• EXCERPTED DATA
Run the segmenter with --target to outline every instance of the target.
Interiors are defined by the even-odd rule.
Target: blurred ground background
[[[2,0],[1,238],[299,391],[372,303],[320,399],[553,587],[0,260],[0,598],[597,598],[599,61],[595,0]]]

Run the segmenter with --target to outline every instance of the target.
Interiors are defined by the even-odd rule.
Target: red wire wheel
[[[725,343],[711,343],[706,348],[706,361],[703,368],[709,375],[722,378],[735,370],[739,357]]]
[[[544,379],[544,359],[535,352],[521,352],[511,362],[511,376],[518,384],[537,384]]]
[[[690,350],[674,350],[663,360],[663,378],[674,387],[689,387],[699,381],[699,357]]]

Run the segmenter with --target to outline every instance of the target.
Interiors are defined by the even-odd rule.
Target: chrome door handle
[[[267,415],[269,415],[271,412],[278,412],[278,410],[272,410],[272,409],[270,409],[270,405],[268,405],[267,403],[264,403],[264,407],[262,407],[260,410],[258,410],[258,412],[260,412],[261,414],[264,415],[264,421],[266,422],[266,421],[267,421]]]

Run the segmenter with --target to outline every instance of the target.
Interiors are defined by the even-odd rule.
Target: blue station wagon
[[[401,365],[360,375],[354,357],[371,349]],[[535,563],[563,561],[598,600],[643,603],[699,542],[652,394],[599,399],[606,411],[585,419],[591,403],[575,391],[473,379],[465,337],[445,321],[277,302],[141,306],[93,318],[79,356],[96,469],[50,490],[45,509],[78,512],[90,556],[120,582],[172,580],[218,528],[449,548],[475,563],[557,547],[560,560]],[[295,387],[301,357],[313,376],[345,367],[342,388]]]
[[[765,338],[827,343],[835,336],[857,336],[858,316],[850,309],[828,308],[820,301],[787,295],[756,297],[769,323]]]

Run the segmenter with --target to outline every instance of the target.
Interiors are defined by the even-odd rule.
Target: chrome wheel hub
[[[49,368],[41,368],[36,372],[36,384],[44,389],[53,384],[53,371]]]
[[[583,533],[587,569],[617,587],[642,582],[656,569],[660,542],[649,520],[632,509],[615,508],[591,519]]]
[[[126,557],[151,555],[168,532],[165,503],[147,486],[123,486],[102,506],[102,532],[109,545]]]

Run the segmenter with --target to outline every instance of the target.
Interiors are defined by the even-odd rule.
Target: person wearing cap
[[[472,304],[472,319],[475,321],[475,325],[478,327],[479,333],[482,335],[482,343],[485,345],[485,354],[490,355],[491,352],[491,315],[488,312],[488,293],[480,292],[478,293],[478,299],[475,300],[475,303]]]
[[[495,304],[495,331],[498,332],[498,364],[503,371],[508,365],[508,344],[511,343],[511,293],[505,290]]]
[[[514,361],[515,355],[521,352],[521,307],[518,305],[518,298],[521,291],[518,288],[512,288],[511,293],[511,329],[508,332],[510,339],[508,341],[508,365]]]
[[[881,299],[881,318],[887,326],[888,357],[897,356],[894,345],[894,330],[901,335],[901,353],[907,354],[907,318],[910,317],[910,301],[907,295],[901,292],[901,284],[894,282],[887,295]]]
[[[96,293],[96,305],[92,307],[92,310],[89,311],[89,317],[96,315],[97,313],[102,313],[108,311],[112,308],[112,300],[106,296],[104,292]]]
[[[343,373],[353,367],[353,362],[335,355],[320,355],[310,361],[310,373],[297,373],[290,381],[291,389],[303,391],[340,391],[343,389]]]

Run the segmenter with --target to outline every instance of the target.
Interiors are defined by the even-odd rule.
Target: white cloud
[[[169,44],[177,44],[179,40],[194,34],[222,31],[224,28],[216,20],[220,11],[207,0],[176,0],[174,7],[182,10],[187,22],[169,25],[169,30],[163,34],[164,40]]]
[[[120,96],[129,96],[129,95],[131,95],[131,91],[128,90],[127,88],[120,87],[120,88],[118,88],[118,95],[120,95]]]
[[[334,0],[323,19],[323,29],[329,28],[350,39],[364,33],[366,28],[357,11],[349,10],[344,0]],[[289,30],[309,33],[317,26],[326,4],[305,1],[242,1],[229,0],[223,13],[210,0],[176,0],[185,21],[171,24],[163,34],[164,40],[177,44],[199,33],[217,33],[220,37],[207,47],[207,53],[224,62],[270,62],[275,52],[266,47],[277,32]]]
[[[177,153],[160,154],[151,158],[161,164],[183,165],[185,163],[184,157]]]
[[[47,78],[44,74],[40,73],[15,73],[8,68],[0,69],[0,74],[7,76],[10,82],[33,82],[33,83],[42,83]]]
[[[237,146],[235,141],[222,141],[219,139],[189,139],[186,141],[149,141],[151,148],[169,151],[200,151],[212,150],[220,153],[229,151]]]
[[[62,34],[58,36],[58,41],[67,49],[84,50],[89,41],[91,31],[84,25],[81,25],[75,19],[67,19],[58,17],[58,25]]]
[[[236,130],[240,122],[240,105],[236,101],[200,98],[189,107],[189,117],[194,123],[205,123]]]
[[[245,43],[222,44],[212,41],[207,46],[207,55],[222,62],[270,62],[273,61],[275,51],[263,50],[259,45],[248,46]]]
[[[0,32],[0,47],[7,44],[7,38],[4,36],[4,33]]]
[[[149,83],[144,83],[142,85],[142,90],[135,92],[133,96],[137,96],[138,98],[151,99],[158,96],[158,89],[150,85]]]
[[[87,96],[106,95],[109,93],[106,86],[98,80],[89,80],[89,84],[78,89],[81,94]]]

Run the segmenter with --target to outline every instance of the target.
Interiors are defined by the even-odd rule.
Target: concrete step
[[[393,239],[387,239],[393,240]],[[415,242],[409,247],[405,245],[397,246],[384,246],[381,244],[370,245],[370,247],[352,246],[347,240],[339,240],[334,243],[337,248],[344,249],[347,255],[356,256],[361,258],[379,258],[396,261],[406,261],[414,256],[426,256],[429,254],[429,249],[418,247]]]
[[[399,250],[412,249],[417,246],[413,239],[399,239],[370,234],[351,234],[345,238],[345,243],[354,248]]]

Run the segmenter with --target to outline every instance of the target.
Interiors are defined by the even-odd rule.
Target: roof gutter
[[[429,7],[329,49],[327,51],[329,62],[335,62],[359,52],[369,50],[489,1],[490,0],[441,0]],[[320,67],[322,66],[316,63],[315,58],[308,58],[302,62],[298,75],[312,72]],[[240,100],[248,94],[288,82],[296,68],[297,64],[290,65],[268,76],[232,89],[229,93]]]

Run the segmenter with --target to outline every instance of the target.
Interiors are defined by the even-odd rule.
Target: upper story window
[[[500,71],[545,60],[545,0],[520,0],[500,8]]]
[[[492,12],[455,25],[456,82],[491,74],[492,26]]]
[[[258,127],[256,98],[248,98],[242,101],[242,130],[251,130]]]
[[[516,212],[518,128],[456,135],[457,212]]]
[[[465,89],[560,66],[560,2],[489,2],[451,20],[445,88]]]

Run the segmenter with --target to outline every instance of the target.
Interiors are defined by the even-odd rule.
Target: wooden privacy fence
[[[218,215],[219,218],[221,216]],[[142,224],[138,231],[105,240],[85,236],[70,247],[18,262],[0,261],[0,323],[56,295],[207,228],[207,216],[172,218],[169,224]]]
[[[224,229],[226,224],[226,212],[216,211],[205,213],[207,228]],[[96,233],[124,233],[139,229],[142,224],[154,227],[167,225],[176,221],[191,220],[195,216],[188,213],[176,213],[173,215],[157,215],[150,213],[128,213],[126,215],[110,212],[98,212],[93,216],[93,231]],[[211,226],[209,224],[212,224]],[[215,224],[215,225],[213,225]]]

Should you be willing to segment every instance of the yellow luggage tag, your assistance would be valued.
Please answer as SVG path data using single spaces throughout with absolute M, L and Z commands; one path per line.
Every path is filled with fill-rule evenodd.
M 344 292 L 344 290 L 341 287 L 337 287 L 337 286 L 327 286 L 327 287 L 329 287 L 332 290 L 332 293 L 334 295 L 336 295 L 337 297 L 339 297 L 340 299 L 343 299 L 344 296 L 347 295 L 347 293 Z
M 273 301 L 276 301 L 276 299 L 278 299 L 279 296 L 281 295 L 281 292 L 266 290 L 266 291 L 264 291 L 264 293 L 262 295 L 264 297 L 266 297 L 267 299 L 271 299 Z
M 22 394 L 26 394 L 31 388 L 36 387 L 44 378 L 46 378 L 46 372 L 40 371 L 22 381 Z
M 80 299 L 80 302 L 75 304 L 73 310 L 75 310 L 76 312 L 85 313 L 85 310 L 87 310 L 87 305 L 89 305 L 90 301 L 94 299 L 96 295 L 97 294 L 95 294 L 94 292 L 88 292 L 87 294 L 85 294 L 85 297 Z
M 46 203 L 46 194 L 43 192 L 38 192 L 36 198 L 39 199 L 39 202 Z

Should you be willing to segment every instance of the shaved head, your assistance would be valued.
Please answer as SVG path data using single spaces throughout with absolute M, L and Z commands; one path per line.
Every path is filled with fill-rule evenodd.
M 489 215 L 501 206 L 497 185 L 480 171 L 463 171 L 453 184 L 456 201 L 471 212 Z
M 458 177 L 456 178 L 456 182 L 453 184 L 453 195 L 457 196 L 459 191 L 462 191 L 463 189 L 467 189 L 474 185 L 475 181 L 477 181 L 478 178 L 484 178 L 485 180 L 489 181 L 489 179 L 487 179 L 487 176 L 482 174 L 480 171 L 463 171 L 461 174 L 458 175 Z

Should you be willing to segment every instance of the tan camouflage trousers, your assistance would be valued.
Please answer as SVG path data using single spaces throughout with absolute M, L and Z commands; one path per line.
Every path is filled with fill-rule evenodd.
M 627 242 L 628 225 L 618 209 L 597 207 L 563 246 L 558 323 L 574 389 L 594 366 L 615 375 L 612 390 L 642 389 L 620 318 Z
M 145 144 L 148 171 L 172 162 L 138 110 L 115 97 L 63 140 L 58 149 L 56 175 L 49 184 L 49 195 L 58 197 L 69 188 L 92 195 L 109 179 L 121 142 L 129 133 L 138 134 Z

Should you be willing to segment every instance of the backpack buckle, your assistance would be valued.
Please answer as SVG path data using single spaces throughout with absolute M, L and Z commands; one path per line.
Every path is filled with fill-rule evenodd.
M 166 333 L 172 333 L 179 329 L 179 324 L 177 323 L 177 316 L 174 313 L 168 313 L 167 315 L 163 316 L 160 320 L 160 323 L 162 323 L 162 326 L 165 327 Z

• EXERCISE INSTRUCTIONS
Your answer should be the lines of the material above that include "willing".

• ANSWER FOR THIS EXERCISE
Should you be willing to segment every instance of the yellow luggage tag, your assistance would be valued.
Should you be willing to segment every instance of the shaved head, your assistance would be valued.
Should you be willing to segment every instance of the tan camouflage trousers, your assistance would be valued.
Should you be willing to segment every instance of the backpack buckle, your assistance would be valued.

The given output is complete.